## Supplied entries

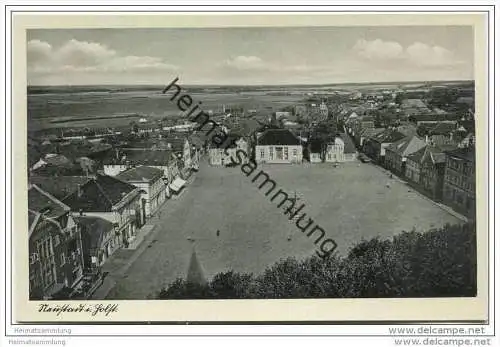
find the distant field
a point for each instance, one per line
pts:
(100, 107)
(350, 202)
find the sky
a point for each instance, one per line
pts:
(249, 56)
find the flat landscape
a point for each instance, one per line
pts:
(68, 108)
(351, 202)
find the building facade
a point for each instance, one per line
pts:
(460, 180)
(150, 182)
(113, 200)
(55, 248)
(278, 146)
(218, 157)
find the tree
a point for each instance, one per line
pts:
(437, 263)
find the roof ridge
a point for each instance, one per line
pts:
(103, 192)
(51, 197)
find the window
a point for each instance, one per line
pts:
(279, 153)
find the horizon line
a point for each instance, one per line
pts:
(260, 85)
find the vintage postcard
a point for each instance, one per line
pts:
(250, 167)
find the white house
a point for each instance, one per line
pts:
(278, 146)
(340, 149)
(113, 200)
(149, 181)
(127, 158)
(217, 156)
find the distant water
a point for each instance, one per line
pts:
(65, 103)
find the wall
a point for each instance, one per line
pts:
(270, 154)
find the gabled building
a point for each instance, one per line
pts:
(217, 155)
(150, 182)
(397, 153)
(460, 180)
(55, 248)
(376, 145)
(278, 146)
(338, 149)
(433, 170)
(109, 198)
(97, 236)
(366, 134)
(126, 158)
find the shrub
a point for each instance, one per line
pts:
(438, 263)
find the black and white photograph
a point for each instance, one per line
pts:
(251, 163)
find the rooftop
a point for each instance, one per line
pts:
(278, 137)
(140, 174)
(468, 154)
(140, 156)
(388, 136)
(348, 144)
(93, 229)
(61, 187)
(99, 194)
(407, 145)
(40, 201)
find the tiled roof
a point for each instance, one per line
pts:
(58, 160)
(369, 132)
(140, 156)
(418, 155)
(442, 129)
(463, 153)
(388, 136)
(177, 143)
(59, 187)
(348, 145)
(278, 137)
(406, 145)
(140, 174)
(40, 201)
(93, 230)
(315, 145)
(99, 194)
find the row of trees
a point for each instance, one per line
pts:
(438, 263)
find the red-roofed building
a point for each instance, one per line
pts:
(149, 181)
(460, 180)
(55, 248)
(397, 153)
(109, 198)
(278, 146)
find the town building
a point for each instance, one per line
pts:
(114, 200)
(126, 158)
(217, 155)
(460, 180)
(397, 153)
(338, 149)
(55, 248)
(97, 241)
(376, 145)
(278, 146)
(150, 181)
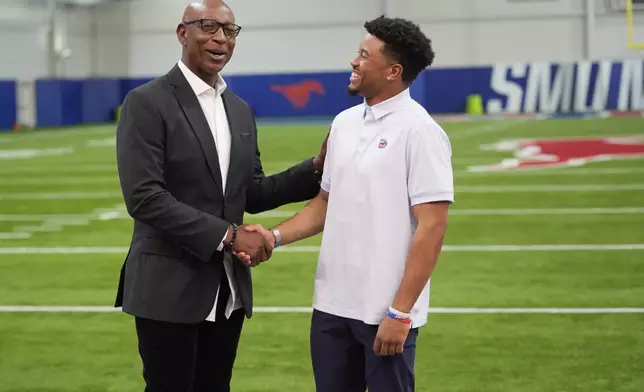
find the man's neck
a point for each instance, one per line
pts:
(209, 79)
(384, 95)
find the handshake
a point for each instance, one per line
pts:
(254, 244)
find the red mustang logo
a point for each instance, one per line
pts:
(543, 153)
(298, 94)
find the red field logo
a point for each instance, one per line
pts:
(543, 153)
(299, 94)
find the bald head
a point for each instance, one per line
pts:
(198, 8)
(207, 34)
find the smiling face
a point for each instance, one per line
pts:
(207, 35)
(372, 71)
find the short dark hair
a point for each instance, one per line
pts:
(404, 42)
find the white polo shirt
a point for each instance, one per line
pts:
(381, 160)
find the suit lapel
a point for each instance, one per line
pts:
(192, 109)
(235, 139)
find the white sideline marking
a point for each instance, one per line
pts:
(15, 236)
(566, 171)
(34, 153)
(491, 211)
(101, 179)
(315, 249)
(61, 180)
(60, 196)
(109, 142)
(60, 168)
(304, 309)
(496, 126)
(547, 188)
(461, 189)
(53, 223)
(119, 213)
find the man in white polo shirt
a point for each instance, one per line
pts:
(386, 187)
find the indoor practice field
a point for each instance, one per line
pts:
(540, 286)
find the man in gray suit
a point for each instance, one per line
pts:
(189, 168)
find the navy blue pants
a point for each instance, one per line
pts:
(344, 361)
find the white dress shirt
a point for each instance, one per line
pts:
(381, 160)
(213, 108)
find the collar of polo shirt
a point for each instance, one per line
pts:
(379, 110)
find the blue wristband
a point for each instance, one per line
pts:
(398, 317)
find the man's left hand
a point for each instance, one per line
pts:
(391, 337)
(318, 160)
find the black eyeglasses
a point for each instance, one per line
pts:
(211, 26)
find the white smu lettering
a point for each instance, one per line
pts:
(502, 86)
(631, 82)
(565, 88)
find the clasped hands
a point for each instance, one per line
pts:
(254, 244)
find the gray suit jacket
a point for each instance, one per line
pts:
(171, 182)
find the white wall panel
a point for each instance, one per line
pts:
(24, 41)
(138, 37)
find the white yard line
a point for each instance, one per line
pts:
(315, 249)
(549, 211)
(548, 188)
(119, 213)
(61, 196)
(495, 126)
(100, 179)
(112, 180)
(461, 189)
(14, 154)
(490, 211)
(20, 235)
(304, 309)
(84, 168)
(564, 171)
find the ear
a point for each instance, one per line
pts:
(181, 34)
(396, 72)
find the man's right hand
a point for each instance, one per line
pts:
(269, 241)
(253, 245)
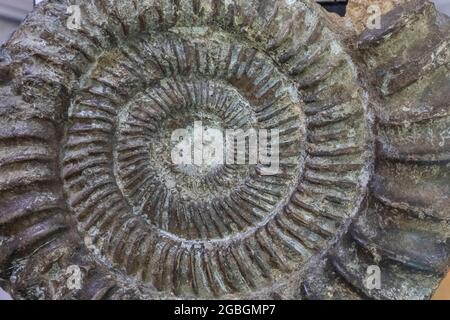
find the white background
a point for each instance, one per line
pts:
(6, 27)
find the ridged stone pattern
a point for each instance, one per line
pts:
(86, 178)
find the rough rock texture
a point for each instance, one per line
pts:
(359, 10)
(364, 144)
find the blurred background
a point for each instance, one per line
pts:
(12, 12)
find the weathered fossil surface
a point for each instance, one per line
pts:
(84, 173)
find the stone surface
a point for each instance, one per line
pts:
(86, 179)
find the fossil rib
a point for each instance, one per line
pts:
(86, 180)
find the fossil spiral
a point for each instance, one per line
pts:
(86, 177)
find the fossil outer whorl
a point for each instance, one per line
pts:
(86, 173)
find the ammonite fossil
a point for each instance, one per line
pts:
(87, 184)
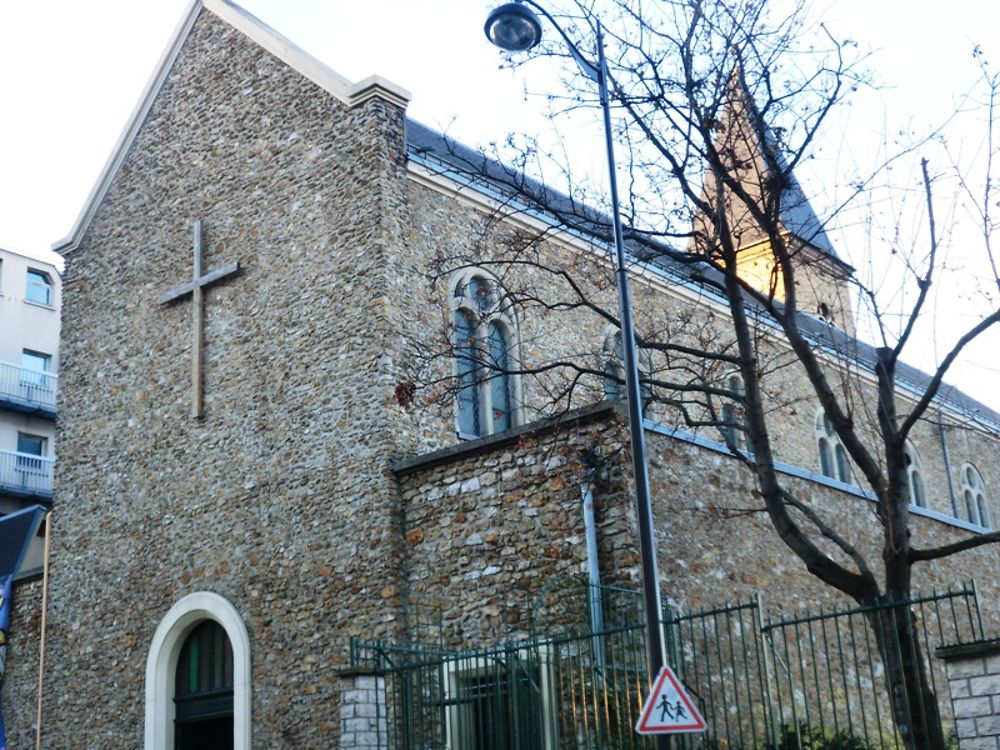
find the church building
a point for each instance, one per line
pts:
(279, 469)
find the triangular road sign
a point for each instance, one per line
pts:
(669, 709)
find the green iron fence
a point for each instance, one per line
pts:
(761, 684)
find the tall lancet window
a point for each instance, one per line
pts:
(485, 353)
(833, 461)
(734, 422)
(203, 690)
(613, 367)
(914, 476)
(974, 493)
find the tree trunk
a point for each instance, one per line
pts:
(914, 704)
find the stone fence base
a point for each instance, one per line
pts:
(974, 680)
(363, 723)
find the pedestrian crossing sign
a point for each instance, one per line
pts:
(669, 709)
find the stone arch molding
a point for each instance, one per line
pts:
(161, 666)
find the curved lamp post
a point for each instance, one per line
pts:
(515, 28)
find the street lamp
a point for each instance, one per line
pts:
(515, 28)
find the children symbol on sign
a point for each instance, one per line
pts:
(675, 712)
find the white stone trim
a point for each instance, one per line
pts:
(351, 94)
(505, 315)
(161, 666)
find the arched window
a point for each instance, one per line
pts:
(485, 355)
(203, 689)
(833, 461)
(914, 476)
(613, 354)
(974, 493)
(734, 413)
(198, 677)
(614, 370)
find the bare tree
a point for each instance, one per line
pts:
(718, 103)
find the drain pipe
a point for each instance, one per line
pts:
(947, 465)
(593, 568)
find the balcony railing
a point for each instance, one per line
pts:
(25, 474)
(26, 390)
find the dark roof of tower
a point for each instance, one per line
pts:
(480, 172)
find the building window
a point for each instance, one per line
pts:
(614, 370)
(34, 365)
(974, 493)
(30, 454)
(833, 461)
(914, 476)
(199, 654)
(39, 287)
(485, 356)
(203, 689)
(733, 413)
(613, 367)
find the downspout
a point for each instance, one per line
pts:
(42, 628)
(593, 568)
(947, 465)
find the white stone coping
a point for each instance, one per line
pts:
(351, 94)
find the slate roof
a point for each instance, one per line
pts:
(488, 175)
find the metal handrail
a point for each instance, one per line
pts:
(26, 472)
(28, 386)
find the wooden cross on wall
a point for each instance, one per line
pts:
(195, 288)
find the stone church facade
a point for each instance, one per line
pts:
(310, 500)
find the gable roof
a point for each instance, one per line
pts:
(351, 94)
(521, 193)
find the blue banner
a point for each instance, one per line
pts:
(5, 592)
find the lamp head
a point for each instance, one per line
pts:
(513, 27)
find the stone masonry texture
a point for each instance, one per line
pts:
(311, 496)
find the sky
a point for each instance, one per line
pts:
(71, 73)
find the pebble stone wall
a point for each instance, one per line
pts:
(283, 499)
(974, 680)
(280, 499)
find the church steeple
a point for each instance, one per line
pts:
(752, 153)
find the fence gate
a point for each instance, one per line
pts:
(814, 682)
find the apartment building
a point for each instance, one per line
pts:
(30, 297)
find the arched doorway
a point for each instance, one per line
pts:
(203, 690)
(172, 636)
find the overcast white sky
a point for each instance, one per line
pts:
(71, 72)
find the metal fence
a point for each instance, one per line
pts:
(25, 473)
(813, 681)
(27, 387)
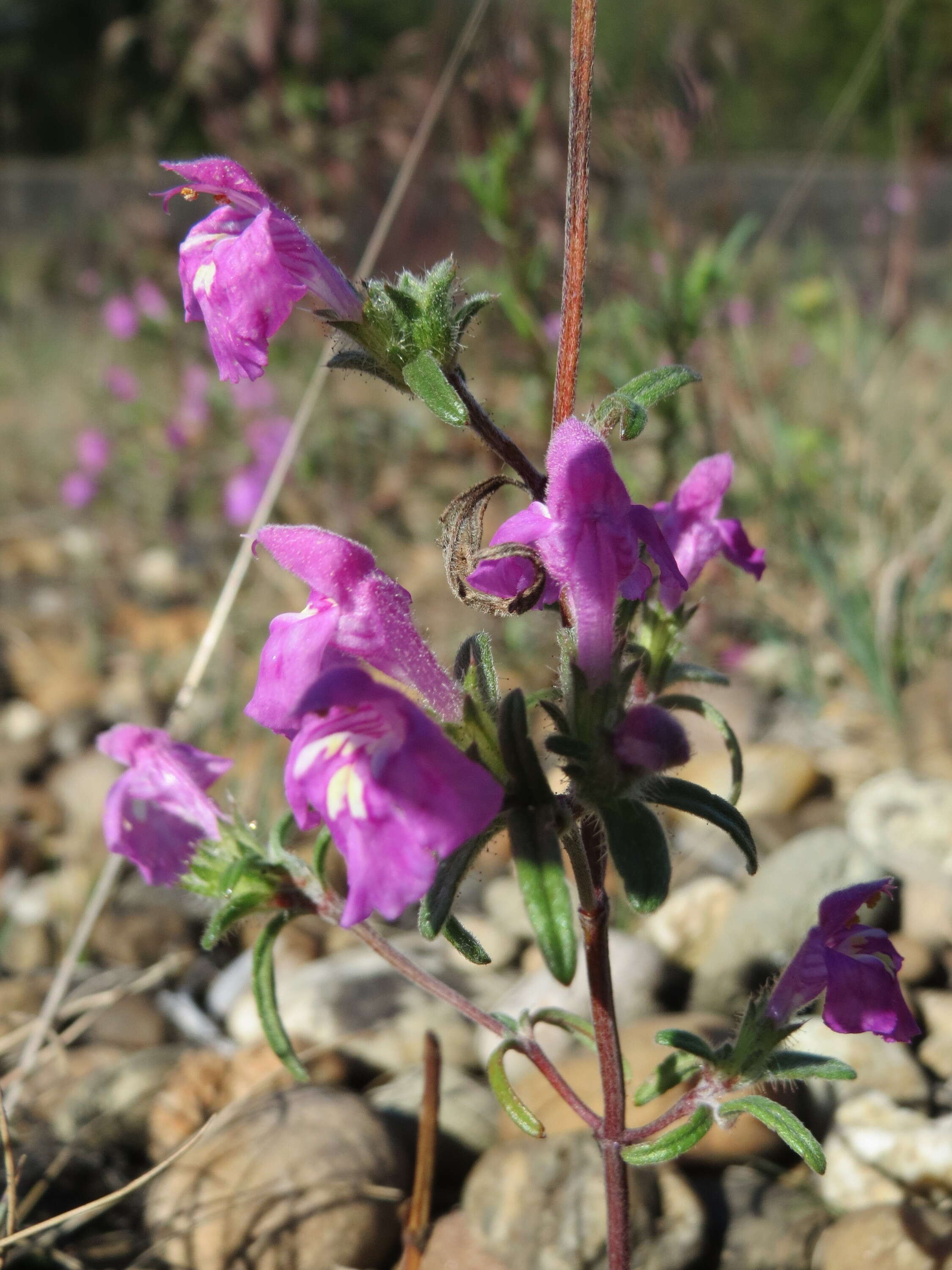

## Objective
Gather each line in the listing above that contains the word "shirt". Matches must have the same case.

## Result
find the white polo shirt
find the man in white polo shirt
find the white dress shirt
find the collar of polo shirt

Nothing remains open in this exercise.